- _YOUR GOAL_: Convert the lines of the records below into a JSON list of strings, with one string per line and no blank lines.

Object point labels:

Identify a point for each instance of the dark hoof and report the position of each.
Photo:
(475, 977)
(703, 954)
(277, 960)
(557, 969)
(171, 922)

- _RESULT OF THE EXERCISE_:
[
  "Identify a point for each instance of the dark hoof and report the position of each.",
  "Photo:",
  "(475, 977)",
  "(703, 954)",
  "(277, 960)",
  "(557, 969)",
  "(171, 922)"
]